/---

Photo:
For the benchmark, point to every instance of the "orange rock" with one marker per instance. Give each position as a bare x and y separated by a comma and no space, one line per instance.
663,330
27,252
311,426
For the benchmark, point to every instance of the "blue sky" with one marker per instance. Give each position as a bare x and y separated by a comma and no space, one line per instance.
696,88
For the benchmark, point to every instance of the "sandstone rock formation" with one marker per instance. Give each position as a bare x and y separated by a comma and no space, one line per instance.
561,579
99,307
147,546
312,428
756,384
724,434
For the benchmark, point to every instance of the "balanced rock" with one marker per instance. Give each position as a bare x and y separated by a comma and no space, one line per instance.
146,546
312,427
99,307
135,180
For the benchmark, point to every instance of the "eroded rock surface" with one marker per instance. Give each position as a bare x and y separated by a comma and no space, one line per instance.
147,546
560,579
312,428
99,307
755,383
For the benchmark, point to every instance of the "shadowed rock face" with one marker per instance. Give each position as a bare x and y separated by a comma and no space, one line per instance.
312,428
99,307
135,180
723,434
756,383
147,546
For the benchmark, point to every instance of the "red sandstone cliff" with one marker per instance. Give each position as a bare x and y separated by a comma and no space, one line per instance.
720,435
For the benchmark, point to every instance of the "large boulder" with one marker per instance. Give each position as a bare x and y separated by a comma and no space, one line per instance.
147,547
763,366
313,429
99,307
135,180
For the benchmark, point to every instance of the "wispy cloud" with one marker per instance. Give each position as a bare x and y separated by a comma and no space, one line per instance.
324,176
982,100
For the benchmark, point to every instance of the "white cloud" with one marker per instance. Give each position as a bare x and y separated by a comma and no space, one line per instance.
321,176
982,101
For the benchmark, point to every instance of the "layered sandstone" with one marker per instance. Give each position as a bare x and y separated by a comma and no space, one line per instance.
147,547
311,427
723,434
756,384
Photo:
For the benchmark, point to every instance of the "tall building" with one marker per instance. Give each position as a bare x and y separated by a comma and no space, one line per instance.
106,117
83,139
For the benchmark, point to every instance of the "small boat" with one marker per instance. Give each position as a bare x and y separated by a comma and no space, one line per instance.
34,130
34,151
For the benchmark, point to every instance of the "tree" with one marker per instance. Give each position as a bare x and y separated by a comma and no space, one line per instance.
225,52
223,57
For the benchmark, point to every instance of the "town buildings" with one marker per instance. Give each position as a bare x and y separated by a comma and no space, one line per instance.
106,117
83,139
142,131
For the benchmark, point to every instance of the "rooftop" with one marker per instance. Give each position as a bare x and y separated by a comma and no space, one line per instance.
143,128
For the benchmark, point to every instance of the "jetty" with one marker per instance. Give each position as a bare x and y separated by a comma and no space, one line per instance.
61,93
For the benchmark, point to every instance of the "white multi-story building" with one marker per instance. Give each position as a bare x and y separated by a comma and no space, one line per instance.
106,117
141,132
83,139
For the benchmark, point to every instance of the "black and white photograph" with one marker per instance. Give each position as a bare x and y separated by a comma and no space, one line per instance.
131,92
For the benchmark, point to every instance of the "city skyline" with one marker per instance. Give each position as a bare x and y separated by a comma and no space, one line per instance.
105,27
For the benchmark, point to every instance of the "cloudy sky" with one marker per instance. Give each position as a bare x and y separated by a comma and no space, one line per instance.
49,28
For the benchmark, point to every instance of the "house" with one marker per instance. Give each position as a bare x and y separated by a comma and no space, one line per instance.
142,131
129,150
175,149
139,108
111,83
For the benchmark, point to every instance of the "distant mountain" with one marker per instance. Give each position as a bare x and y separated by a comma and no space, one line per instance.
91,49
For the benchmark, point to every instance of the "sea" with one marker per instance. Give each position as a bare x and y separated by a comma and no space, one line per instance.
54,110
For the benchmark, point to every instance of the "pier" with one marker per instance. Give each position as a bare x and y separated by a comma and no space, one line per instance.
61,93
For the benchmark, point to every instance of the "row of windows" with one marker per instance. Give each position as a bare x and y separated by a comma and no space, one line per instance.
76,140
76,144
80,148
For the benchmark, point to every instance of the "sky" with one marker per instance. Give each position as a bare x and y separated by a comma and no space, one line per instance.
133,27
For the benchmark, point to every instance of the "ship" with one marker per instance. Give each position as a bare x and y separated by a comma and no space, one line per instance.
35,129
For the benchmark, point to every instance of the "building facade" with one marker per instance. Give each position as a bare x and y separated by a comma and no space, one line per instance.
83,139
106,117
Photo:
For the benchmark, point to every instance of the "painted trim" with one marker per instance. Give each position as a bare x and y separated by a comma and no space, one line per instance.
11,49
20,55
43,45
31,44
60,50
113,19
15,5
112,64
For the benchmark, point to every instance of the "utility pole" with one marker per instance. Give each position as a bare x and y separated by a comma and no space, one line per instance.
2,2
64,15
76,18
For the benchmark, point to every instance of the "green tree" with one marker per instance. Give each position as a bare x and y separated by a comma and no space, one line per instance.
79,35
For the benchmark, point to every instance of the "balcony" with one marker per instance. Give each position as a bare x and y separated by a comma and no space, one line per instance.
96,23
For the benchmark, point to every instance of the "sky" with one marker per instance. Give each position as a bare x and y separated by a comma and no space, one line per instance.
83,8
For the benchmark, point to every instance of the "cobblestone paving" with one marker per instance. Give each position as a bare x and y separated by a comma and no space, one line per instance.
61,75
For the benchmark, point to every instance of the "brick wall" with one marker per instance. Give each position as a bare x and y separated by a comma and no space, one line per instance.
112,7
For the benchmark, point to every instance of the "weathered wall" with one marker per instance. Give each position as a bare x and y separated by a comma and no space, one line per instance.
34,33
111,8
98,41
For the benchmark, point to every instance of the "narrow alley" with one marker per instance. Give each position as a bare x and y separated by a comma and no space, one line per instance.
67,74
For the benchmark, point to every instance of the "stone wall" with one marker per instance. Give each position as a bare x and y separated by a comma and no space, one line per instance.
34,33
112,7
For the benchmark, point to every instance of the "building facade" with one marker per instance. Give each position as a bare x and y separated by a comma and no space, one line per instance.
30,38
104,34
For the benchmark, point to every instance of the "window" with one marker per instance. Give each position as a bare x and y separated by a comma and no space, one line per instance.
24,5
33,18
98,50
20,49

\---

* _Stated task_:
Type out the whole listing above again, exactly as it stands.

* _Problem solution_:
Photo:
For the benchmark, point to every instance of the "orange rock" with one marker per instance. Give each position as a bare x and y separated by a comma and no space, one line per instance.
663,330
27,252
311,426
For the benchmark, point to every instance of the "blue sky" with one marker per instance. Give each position as a bare x and y separated by a comma and no space, one line per instance.
696,88
For the benchmark, point to every instance of the "sandstone rock formation" with one marker per instance. Give each position as a bare x and y separated by a comma and no space, one line per instance.
561,579
99,307
147,546
312,428
756,384
724,434
For the benchmark, point to every instance of the "balanced rock" with one marker per instance. Give each position as a bare x and y separated by a comma and no space, one line per instance.
146,546
312,427
99,307
135,180
For the benchmark, point to every instance of the "eroded rock surface" with one marker per instance. Give each position as a bare x and y separated by a comma and no space, one line per instance.
147,546
560,579
312,428
99,307
755,383
For the benchmark, point to every instance of the "shadowed rock face" with one marker per instance. Give each position as a bare x and y separated by a comma and no space, one line per instance.
312,428
99,307
135,180
723,434
756,383
147,546
For the benchmark, point to every instance of the "red sandstone cliff" with one marker per instance. Give each position as a bare x and y separated by a comma and no space, one line per instance.
720,435
For the benchmark, point to every instance of the "large boulder" with one marker per instance. Give each position as a bare x and y separated by a comma and no space, one line per instance.
147,547
763,366
313,429
99,307
135,180
For the benchmark, point to every instance of the "wispy cloud" with one marker per instance. Give each position as a bare x and y separated by a comma and no space, one line per instance.
324,176
982,100
For the benchmark, point to every instance of the "white cloud" with one marker per instance. Give each position as a bare x and y separated by a comma and no space, one line per instance.
321,176
982,101
For the benchmark, point to every instance of the "layered sandstone" with one marker per instance. Give each position as a bare x and y separated by a comma and no space, one line per instance.
147,547
311,427
723,434
756,384
Photo:
For the benchmark, point to every instance of the "tall building" with one marker per instance. Give each position as a bare x and y separated by a comma and no space, one line per instance.
106,117
83,139
For the benchmark, point to every instance of the "small boat" with one marker per instance. Give each position as a bare x and y separated by a comma and no space, one line per instance.
34,130
34,151
For the benchmark, point to every instance of the "tree" with one marker per instance. Give each position as a bare x and y separated by a comma and no space, one line per instance.
225,52
223,57
For the benchmark, point to every instance of the "town buildings" with one marker per instance. Give each position as a bare x and y separated by a comma and no space, one line per instance.
106,117
83,139
142,131
For the benchmark, point to every instance of the "rooftop" with one marker per instance. Give each position as a bare x and y separated by a comma and no space, one line per instance.
143,128
For the benchmark, point to every instance of the "jetty" with one marker per instance. Give each position as a bare x and y separated by a comma and no space, one line per instance.
61,93
For the benchmark, point to every instance of the "white multi-story building" with one marker per instance. Give each position as a bare x and y separated by a comma and no space, one line per instance.
106,117
141,132
83,139
For the benchmark, point to every instance of the "black and white photograph" with one marker per instance. Give each position as a bare x and y separated by a comma and no space, one line per instance.
131,92
For the benchmark, point to every instance of the "city skyline" with one marker per instance. Give each position as a bare x and y separated by a comma and no space, one line per instance.
105,27
For the benchmark, point to every instance of the "cloudy sky" with one marker per instance. Give each position as a bare x and y separated by a comma and no space, one line per instance.
49,28
For the benchmark, point to every instance of the "house" with one marker per instance. Give each position as a bare x and y separated by a comma and no space, one line per instance.
142,131
129,150
175,149
139,108
111,83
For the benchmark, point to every instance of the "distant mountain" with one marker per instance. Give each position as a bare x and y separated by a comma and no space, one line per instance.
91,49
For the benchmark, point to every instance of the "sea" with one marker per instance. Give each position as a bare x and y separated by a comma and no space, one line per instance.
54,110
For the benchmark, point to every instance of the "pier" with one marker per instance. Give each position as a bare x and y separated by a comma and no space, one line per instance.
61,93
For the benchmark, point to every instance of the "row of windows" with one marker per instance. Give each position as a bare x and y separated by a comma and no space, one line per instance.
76,140
76,144
80,148
For the benchmark, point to every instance of the "sky" with one marker per instance. Give each position as a bare x and y separated by a comma and no space, one line per instance.
133,27
For the benchmark, point to every instance of the "ship" with one marker per instance. Give each position as a bare x and y separated by a comma and no space, one line per instance.
35,129
For the benchmark, point to every instance of the "building facade" with one marker per instance. Give each position as a bare x and y separated by a comma and no space, one line per instance.
83,139
106,117
Photo:
For the benchmark, point to every instance of the "painted trim" with one marker per instance. Give each position as a bare x and y separated by a comma and no space, one line per instance.
11,49
20,55
43,45
31,44
60,50
113,19
15,5
112,64
For the benchmark, point to every instance of the "utility pole" with one marker per instance. Give each position as a bare x and y separated by a comma and no space, one line per instance.
2,2
64,15
76,18
For the benchmark, point to every instance of the "green tree" with one marker per instance. Give each position as a bare x and y separated by a comma and no space, one line per instance.
79,35
For the benchmark, point to every instance of the "balcony" with one marker per instance. Give each position as a bare x and y separated by a comma and no space, one line per instance.
96,23
For the benchmark, point to every instance of the "sky" with one marker per instance. Give each position as a bare x and y separated by a comma and no space, one line per instance.
83,8
For the benchmark, point to every instance of the "cobblestone paving" with one marker per instance. Give each position as a bare x and y separated by a comma and no space, one line per instance.
61,75
For the benchmark, point to every instance of the "brick wall" with one marker per instance. Give each position as a bare x and y separated by a comma and no space, one line per instance.
112,7
For the benchmark, point to every instance of the "weathered wall" with one marker per instance. Give each position as a bare x and y separated by a comma and no space, one line per instance.
34,33
111,8
98,41
For the benchmark, point to every instance of the "narrow alley" with one marker per instance. Give each position as a bare x and y separated by a comma and no space, one line per instance.
67,74
For the benchmark, point to every instance of the "stone wall" with one marker per instance. Give each position as a bare x and y separated by a comma and no space, one line per instance.
34,33
112,7
For the benchmark, point to every instance of the "building facade" with one marker per instance. Give each position as a bare x and y separated by a comma and no space, one line per instance.
30,38
104,34
For the benchmark, point to every instance of the "window" with one marker per instance. Give each position as a bare x and y separated by a comma and no space, one line per instance.
24,5
33,18
98,50
20,49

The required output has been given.